[DESCRIPTION OF THE TASK] Set down the lines from the line containing "Where can the reflection" through the end of the items without any changes.

#### EXERCISE MATERIAL

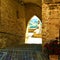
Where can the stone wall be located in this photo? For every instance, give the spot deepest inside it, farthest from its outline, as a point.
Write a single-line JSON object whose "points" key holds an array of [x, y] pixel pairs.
{"points": [[12, 20], [50, 17]]}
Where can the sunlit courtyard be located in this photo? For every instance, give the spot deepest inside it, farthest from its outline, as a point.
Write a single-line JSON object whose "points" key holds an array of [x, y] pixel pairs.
{"points": [[33, 33]]}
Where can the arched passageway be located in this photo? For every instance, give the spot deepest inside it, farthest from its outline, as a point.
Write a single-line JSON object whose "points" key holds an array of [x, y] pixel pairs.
{"points": [[34, 31]]}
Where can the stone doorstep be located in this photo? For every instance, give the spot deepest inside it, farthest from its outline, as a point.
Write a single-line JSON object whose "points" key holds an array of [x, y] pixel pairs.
{"points": [[53, 57]]}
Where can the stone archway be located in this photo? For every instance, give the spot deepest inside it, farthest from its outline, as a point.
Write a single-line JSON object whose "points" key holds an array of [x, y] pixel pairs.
{"points": [[34, 31]]}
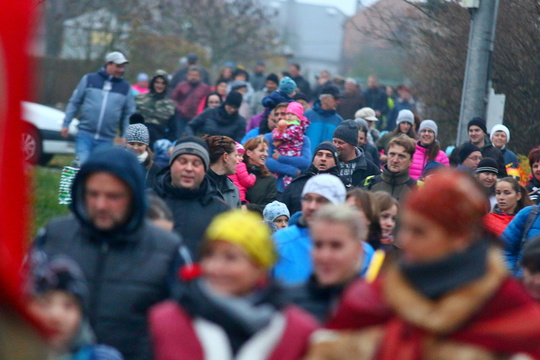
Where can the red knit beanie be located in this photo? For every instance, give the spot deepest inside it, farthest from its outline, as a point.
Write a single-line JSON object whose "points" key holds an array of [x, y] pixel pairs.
{"points": [[452, 199]]}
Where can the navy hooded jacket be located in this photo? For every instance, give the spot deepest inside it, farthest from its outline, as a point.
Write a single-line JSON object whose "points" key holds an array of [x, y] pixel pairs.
{"points": [[127, 267]]}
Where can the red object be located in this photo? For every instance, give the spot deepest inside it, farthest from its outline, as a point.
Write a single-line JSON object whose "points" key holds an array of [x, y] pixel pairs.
{"points": [[174, 337], [508, 323], [189, 272], [496, 223], [15, 75]]}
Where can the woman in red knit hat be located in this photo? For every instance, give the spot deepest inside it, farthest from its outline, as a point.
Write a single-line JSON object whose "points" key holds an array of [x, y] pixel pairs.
{"points": [[448, 297]]}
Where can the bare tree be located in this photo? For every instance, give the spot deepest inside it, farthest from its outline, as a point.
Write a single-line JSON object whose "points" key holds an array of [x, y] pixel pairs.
{"points": [[228, 29], [434, 35]]}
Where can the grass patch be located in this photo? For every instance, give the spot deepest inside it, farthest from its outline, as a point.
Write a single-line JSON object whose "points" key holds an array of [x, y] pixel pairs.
{"points": [[46, 180]]}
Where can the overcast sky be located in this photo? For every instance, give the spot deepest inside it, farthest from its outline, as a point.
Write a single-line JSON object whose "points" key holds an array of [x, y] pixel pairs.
{"points": [[347, 6]]}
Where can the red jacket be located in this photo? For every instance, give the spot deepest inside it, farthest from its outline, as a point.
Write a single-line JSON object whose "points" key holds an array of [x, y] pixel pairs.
{"points": [[175, 338], [493, 314], [187, 98]]}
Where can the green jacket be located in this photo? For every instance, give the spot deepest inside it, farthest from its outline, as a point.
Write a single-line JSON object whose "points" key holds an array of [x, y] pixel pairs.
{"points": [[396, 184]]}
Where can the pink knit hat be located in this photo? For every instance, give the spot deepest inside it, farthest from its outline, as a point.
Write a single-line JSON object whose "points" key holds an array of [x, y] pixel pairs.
{"points": [[296, 109], [240, 148]]}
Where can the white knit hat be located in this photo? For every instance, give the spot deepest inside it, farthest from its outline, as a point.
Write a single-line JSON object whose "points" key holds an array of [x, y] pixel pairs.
{"points": [[499, 127], [405, 116], [327, 186]]}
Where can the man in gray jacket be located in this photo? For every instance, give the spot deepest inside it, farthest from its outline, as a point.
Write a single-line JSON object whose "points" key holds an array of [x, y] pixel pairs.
{"points": [[105, 102]]}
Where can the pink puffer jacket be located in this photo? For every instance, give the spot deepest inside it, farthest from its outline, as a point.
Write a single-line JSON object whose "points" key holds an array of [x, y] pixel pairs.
{"points": [[420, 159]]}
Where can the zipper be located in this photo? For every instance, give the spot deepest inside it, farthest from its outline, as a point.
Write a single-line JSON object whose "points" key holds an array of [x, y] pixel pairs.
{"points": [[100, 266], [106, 88]]}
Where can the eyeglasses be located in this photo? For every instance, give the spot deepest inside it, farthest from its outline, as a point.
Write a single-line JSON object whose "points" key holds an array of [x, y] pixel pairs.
{"points": [[475, 158], [319, 200], [399, 156]]}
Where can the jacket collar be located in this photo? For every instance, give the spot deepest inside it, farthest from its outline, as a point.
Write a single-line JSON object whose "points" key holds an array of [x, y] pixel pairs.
{"points": [[395, 178], [455, 308]]}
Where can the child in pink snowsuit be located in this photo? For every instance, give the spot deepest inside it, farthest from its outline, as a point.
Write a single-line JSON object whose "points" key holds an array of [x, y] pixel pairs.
{"points": [[242, 178], [289, 139]]}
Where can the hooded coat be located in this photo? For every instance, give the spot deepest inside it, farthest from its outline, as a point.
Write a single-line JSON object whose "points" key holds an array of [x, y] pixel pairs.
{"points": [[323, 123], [216, 121], [127, 267], [193, 210], [292, 196]]}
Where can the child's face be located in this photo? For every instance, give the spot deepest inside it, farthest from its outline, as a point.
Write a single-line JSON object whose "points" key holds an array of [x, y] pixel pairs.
{"points": [[61, 313], [281, 222], [292, 117], [531, 280]]}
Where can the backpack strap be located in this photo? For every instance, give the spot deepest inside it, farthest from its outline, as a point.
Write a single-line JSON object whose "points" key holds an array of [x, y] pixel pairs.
{"points": [[528, 224]]}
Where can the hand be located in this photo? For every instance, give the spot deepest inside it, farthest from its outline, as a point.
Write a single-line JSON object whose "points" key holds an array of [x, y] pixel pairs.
{"points": [[120, 141]]}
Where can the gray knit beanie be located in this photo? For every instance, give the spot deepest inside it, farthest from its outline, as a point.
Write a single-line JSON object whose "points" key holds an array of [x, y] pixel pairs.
{"points": [[327, 186], [193, 146], [275, 209], [348, 132]]}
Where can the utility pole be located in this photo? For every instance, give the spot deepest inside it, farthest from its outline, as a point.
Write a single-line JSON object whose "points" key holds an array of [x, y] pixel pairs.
{"points": [[477, 70]]}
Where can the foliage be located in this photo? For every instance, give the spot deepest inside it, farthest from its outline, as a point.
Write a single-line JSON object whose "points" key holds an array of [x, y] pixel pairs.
{"points": [[434, 34], [228, 30], [45, 193]]}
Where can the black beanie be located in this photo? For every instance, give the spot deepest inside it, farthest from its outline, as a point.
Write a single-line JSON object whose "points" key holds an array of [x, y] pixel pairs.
{"points": [[327, 145], [478, 121], [466, 150], [488, 165], [234, 99], [348, 132], [273, 77]]}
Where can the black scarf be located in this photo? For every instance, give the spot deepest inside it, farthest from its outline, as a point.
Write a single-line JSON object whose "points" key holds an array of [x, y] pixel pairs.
{"points": [[434, 279], [240, 317]]}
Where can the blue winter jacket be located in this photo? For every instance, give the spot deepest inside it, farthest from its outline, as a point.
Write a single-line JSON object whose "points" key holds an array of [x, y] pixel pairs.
{"points": [[105, 104], [294, 246], [287, 165], [323, 124], [510, 158], [512, 238]]}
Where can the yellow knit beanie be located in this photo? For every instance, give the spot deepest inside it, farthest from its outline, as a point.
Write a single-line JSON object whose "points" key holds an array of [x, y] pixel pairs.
{"points": [[246, 230]]}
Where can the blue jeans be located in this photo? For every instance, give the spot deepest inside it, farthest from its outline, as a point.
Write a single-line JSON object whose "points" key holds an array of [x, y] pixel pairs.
{"points": [[85, 144]]}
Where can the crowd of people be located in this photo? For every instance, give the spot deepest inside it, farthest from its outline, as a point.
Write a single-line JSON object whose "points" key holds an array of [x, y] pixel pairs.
{"points": [[265, 219]]}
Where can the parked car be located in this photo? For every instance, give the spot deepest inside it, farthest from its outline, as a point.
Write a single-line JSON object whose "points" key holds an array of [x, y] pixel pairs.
{"points": [[41, 135]]}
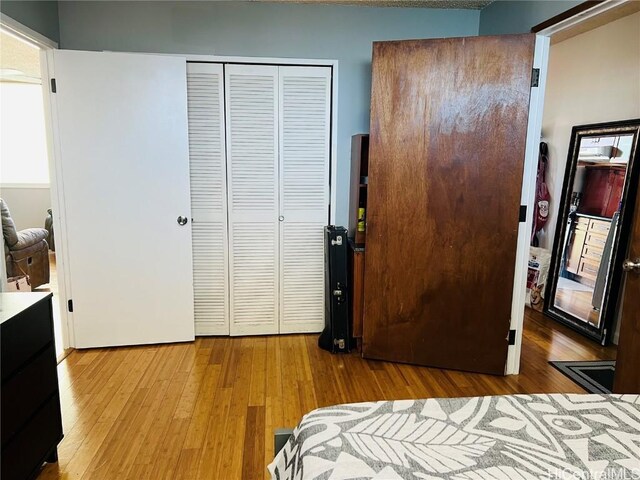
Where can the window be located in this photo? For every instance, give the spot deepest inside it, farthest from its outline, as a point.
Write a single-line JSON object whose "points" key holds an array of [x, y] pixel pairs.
{"points": [[23, 149]]}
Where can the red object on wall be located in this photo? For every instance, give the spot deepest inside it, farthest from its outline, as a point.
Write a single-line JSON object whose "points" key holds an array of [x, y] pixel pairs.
{"points": [[602, 190]]}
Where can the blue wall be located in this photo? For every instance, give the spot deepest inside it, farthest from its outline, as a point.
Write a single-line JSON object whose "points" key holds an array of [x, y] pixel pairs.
{"points": [[506, 16], [255, 29], [41, 16]]}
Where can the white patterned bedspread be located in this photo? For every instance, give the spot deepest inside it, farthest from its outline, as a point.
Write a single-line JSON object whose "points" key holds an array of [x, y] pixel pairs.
{"points": [[516, 437]]}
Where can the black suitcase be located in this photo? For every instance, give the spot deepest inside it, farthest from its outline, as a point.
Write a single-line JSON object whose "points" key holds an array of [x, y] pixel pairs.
{"points": [[336, 336]]}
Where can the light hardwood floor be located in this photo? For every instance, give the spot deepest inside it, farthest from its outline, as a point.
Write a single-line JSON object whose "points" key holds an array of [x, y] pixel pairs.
{"points": [[207, 410]]}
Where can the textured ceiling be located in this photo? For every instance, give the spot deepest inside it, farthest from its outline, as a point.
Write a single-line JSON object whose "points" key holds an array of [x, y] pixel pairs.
{"points": [[468, 4], [19, 61]]}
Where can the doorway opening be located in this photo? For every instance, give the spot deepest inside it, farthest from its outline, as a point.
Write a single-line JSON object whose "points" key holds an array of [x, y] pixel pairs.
{"points": [[25, 185], [586, 196]]}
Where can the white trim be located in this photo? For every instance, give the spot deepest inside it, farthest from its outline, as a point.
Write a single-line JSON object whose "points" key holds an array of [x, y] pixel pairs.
{"points": [[541, 60], [24, 185], [57, 199], [534, 128], [333, 161], [47, 46], [581, 17], [25, 33], [258, 60]]}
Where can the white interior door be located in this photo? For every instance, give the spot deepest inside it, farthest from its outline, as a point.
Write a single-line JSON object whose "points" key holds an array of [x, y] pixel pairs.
{"points": [[120, 130], [205, 93], [305, 112], [252, 175]]}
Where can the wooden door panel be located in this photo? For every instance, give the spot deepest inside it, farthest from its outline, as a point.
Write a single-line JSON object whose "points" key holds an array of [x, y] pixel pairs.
{"points": [[627, 377], [447, 146]]}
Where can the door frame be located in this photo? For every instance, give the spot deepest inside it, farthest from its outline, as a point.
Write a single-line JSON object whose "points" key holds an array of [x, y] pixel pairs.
{"points": [[564, 23], [284, 62], [47, 46], [57, 186]]}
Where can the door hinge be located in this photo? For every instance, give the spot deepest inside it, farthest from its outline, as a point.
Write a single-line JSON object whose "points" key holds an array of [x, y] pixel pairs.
{"points": [[535, 77], [523, 214]]}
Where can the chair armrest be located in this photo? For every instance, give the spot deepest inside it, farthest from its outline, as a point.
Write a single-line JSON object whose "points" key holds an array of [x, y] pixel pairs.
{"points": [[29, 237]]}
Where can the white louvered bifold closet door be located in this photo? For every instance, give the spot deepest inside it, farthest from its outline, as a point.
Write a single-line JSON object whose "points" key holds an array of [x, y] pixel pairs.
{"points": [[205, 94], [252, 175], [305, 113]]}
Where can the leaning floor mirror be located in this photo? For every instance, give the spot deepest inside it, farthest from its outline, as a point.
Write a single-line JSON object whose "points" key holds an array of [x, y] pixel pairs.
{"points": [[600, 185]]}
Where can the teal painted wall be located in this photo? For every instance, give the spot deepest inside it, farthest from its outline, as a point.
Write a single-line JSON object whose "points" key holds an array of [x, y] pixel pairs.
{"points": [[41, 16], [344, 33], [508, 16]]}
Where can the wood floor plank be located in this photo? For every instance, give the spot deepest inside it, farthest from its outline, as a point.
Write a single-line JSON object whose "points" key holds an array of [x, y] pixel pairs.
{"points": [[208, 409]]}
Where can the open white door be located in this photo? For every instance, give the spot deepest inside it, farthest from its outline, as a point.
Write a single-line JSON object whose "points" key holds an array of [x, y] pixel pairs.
{"points": [[121, 142]]}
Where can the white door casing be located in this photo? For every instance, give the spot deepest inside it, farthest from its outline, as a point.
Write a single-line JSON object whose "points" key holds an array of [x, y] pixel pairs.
{"points": [[205, 93], [122, 148]]}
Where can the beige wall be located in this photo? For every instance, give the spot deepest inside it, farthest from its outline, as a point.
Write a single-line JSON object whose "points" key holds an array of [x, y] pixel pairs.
{"points": [[592, 78]]}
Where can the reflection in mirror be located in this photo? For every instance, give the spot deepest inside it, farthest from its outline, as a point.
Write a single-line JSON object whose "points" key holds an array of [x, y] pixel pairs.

########

[REPLY TO THE EXERCISE]
Where can the reflection in mirror be located in this photo? For every instance, give the spot deepest inside it, farthest from its outline, as a point.
Write a single-line JSON object whose "points" key holds an array of [x, y] pixel pairs.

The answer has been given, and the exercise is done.